ACTIVITY 1: In the article on optimizing HVR 6 integration performance, what are the two integration modes HVR 6 supports?
ACTIVITY 2: Continue the article on optimizing HVR 6 integration performance, starting after its last sentence.

QUOTED PASSAGE:
# # # # # # #
How to Optimize Integration Performance
Question
How can I optimize the performance of my HVR 6 integration?
Environment
HVR 6
Answer
Most of our users consolidate data from multiple sources into one destination. Most integrations target an analytical rather than a transaction-processing destination.
You should optimize the performance of your integration for the following reasons:
- Replication must keep up with volumes coming from all sources. Some users have very high data volumes coming from multiple sources.
- Faster integration performance allows for earlier data availability in the target. Some use cases require data in near real-time.
- Destination costs on some platforms results in higher cost for lower latency.
How integration works
HVR 6 supports two integration modes, burst mode and continuous mode:
- Continuous mode replays changes from the source as single row operations on the target in change order. Continuous mode is useful for targets that must have integrity constraints that match integrity constraints on the source and to achieve minimal latency. We recommend that you only use continuous mode on a technology built for transaction processing that is well-indexed such as Oracle, SQL Server, PostgreSQL, etc.
# # # # # # #
EXCERPTED DATA:

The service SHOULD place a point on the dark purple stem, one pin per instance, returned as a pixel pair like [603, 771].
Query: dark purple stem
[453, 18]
# # # # # # #
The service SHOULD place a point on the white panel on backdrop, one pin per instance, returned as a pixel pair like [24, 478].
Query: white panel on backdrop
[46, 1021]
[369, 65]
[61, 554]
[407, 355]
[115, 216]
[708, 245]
# # # # # # #
EXERCISE RESPONSE 1: Burst mode and continuous mode.

EXERCISE RESPONSE 2:
- Burst mode stages data similarly to Fivetran, then applies the changes as micro batches to the target table. Burst mode is better at keeping up with data volumes from the source than continuous mode. We recommend that you use burst mode for analytical targets such as Snowflake, BigQuery, Redshift, etc.
NOTE: HVR's burst mode is more efficient per row as the volume of data in single run increases. As a result, this method generally keeps up with the change volume, based on the sync frequency or the resulting latency.
Performance bottlenecks
When you're optimizing your integration's performance, it's important to look out for performance bottlenecks. With the HVR 6 solution running in your environment, there are some performance aspects you can control based on the integration mode you choose.
- When running in burst mode:
- Does data reach the staging area in a timely manner? The
hvr.out
log file contains statistics that can help you answer this question. Could the network be the bottleneck and would an agent (an installation of HVR) closer to the target be beneficial? - Burst integration is temporarily CPU and memory intensive. Ideally, you'd reach 100% CPU utilization. If you have multiple sources, is your target system adequately sized? Do you have enough memory to allow for memory allocation without swapping to disk?
NOTE: HVR 6 prints a message to the log if the coalesce step cannot entirely be performed in memory. When this happens, HVR spills to disk for sorting. While running in memory would be faster, spilling to disk is not necessarily slow, provided you have fast storage for the HVR_TMP location. However, if memory is over-allocated and the OS starts swapping, then performance slows.
- Fast storage (high IOPS, but also good throughput) is also important, depending on the target platform and the method of staging.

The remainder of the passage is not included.